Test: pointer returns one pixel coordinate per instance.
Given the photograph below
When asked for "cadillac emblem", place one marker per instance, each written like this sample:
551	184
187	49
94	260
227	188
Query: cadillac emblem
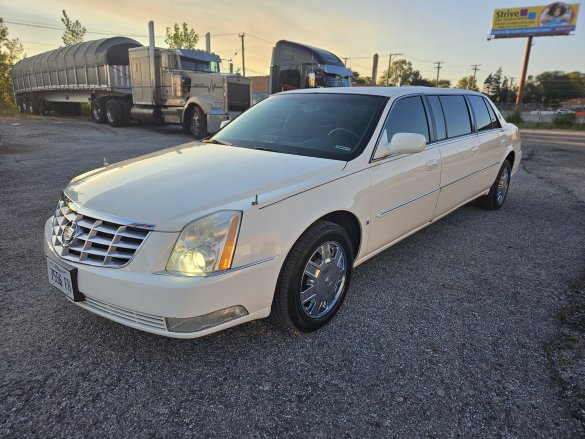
70	232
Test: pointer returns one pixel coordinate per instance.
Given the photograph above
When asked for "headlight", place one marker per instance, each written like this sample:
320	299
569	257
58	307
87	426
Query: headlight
206	245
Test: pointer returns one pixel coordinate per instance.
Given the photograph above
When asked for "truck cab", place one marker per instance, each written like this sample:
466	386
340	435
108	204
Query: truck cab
296	65
189	89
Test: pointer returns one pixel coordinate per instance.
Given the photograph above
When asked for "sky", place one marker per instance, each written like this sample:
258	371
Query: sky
452	31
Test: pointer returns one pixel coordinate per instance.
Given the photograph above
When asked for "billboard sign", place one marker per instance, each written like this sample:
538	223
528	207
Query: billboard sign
554	19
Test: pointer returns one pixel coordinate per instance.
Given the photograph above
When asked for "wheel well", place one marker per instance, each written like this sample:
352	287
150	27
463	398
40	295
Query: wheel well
510	157
350	223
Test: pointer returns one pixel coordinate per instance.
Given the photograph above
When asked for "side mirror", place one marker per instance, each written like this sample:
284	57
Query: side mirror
401	143
407	143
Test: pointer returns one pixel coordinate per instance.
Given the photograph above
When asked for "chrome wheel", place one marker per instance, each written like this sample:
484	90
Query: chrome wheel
503	183
195	124
323	280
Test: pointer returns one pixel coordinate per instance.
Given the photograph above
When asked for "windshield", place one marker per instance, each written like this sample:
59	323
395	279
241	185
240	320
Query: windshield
199	66
335	126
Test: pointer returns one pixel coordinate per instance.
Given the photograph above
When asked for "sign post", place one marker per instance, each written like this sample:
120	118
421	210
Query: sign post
557	18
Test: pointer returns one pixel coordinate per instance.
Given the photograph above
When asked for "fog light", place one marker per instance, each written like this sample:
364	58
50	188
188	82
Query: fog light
199	323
● ● ● ●
- Task details: Transcribe every entry word for word, but omit the pictures.

- Exercise output:
Test: pointer returns one pixel coordinate per instance.
Given the photograph below
When asked for "cadillac emblem", place one marker per instance, each written like this sample:
551	184
187	49
94	260
227	188
Query: cadillac emblem
70	232
Test: pointer returns one pixel coordinate per instance.
Given the photograph above
When asked for "headlight", place one marker per instance, each written like this sample:
320	299
569	257
58	307
87	426
Query: headlight
206	245
Test: pointer returns one pixel coordinate per instance.
Given the photograph above
When asked for "truck cab", place one marker per instance, each written like this sample:
466	386
340	435
108	204
Query: truck cab
296	65
189	89
Test: pointer returns one pixel coordinate per instance.
Given the photograph above
When asked for "sky", place one marker per instance, each written like this sample:
258	371
Query: sky
452	31
Test: pointer returns one pixel coordinate per instance.
Given the photograph above
When asked for "billboard sign", place one marker per instance, each written like this sample:
538	223
528	207
Query: billboard sign
554	19
Test: pointer returns one pixel coordinate per instance.
Given the photograph above
When asked for "wheel well", place one marker per instance, each written like this sample:
352	287
150	27
463	398
40	295
Query: wheel well
510	157
350	223
Test: pointer returns one pixel coordinate per instance.
Given the photograph above
When asked for "side mirror", place one marker per instance, each written like this sample:
284	57
Query: side mirror
401	143
407	143
Test: pointer returns one pixel coordinate per instance.
Given the photograph above
When asked for "chrome wheel", place one marker per instance, each written like this sample:
484	90
Query: chrome wheel
503	183
195	124
323	280
Test: pointer returns one pixel coordinate per instance.
Given the photograph above
When asked for "windshield", place one marker per instance, each written like this sample:
59	323
395	279
241	185
240	320
Query: windshield
199	66
335	126
Test: pointer returns one pixel coordinate per instance.
Given the photograph above
When asked for "sign post", place one marker per instance, each written like this sample:
120	118
421	210
Query: sign post
557	18
Test: pointer returns one pixel coordinate per instance.
Given the photograph above
When asked for "fog light", place one marker per instance, each written like this sample:
364	58
50	188
188	82
Query: fog light
199	323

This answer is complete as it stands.